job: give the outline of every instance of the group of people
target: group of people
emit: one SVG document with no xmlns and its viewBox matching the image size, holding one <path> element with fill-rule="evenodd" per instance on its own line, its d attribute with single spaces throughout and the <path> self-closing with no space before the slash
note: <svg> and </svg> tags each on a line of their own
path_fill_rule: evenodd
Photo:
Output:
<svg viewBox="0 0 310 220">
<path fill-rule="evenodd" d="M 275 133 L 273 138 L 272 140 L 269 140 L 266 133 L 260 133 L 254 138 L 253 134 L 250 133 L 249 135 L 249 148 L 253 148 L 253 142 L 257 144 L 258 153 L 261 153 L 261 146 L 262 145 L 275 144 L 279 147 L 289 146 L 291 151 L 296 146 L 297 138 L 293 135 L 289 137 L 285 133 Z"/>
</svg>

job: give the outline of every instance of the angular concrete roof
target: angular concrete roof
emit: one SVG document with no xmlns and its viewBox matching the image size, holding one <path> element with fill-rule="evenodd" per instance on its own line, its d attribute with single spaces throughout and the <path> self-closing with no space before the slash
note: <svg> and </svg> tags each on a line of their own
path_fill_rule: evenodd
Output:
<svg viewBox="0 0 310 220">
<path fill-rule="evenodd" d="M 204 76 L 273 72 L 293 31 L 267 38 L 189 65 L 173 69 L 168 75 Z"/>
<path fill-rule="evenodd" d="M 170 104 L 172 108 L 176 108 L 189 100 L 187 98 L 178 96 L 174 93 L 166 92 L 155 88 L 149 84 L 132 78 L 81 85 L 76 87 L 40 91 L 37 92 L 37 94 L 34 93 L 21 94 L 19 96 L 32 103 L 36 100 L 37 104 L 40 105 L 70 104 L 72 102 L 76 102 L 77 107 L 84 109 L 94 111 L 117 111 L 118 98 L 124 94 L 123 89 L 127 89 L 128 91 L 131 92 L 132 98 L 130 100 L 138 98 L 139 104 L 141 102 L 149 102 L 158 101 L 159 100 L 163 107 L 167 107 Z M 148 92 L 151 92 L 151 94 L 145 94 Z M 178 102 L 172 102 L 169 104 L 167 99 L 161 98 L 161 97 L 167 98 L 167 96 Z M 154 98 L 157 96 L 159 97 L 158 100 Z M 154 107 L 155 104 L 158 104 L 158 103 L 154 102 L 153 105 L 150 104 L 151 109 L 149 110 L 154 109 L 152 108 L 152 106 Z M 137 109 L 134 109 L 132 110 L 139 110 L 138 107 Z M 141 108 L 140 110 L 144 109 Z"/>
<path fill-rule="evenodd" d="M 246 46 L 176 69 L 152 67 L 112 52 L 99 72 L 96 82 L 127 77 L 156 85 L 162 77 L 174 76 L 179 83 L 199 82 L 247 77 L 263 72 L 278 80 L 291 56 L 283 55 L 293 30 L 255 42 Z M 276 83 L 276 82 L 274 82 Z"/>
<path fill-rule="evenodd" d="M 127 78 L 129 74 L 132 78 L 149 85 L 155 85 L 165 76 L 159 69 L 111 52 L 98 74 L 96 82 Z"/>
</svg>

========================================================================

(Your goal): Retype every line of the data above, character for character, with no changes.

(Exercise output):
job: give the outline of every instance of the group of people
target: group of people
emit: one SVG document with no xmlns and its viewBox matching the image size, holding one <path> element with fill-rule="evenodd" per instance on its own line, its d attribute with single spaces throughout and the <path> self-closing with no space before the slash
note: <svg> and </svg> tags each on a line of their own
path_fill_rule: evenodd
Photo:
Output:
<svg viewBox="0 0 310 220">
<path fill-rule="evenodd" d="M 275 133 L 273 138 L 272 140 L 269 140 L 266 133 L 260 133 L 254 138 L 253 134 L 250 133 L 249 135 L 249 148 L 253 148 L 253 142 L 257 144 L 258 153 L 261 153 L 261 146 L 262 145 L 275 144 L 279 147 L 289 146 L 291 151 L 296 146 L 297 138 L 293 135 L 289 137 L 285 133 Z"/>
</svg>

job: give the outline of every instance of the angular concrete roof
target: angular concrete roof
emit: one SVG document with no xmlns and its viewBox matching the image size, holding one <path> element with fill-rule="evenodd" per instance on its own line, its d attribute with single spaces throughout and the <path> self-closing with no space before the slash
note: <svg> and </svg> tags each on a line of their own
path_fill_rule: evenodd
Output:
<svg viewBox="0 0 310 220">
<path fill-rule="evenodd" d="M 204 76 L 273 72 L 293 31 L 267 38 L 189 65 L 173 69 L 168 75 Z"/>
<path fill-rule="evenodd" d="M 170 104 L 172 108 L 176 108 L 189 100 L 187 98 L 178 96 L 174 93 L 166 92 L 155 88 L 149 84 L 132 78 L 81 85 L 76 87 L 40 91 L 37 92 L 37 94 L 34 93 L 21 94 L 19 96 L 32 103 L 36 100 L 37 104 L 40 105 L 70 104 L 72 102 L 76 102 L 77 107 L 84 109 L 94 111 L 117 111 L 118 98 L 124 94 L 123 89 L 127 89 L 128 91 L 131 92 L 132 98 L 130 100 L 138 98 L 139 104 L 141 102 L 149 102 L 158 101 L 159 100 L 163 107 L 167 107 Z M 148 92 L 151 92 L 151 94 L 145 94 Z M 178 102 L 172 102 L 169 104 L 167 99 L 161 98 L 161 97 L 167 98 L 167 96 Z M 154 98 L 157 96 L 159 97 L 158 100 Z M 154 107 L 155 104 L 158 104 L 158 103 L 154 102 L 153 105 L 150 104 L 151 109 L 149 110 L 154 109 L 152 108 L 152 106 Z M 137 109 L 134 109 L 132 110 L 139 110 L 138 107 Z M 141 108 L 140 110 L 144 109 Z"/>
<path fill-rule="evenodd" d="M 246 46 L 176 69 L 152 67 L 112 52 L 99 72 L 96 82 L 127 77 L 156 85 L 162 77 L 174 76 L 179 83 L 199 82 L 247 77 L 263 72 L 278 80 L 291 56 L 283 55 L 293 30 L 255 42 Z M 276 83 L 276 82 L 274 82 Z"/>
<path fill-rule="evenodd" d="M 127 78 L 129 74 L 132 78 L 149 85 L 155 85 L 165 76 L 159 69 L 111 52 L 98 74 L 96 82 Z"/>
</svg>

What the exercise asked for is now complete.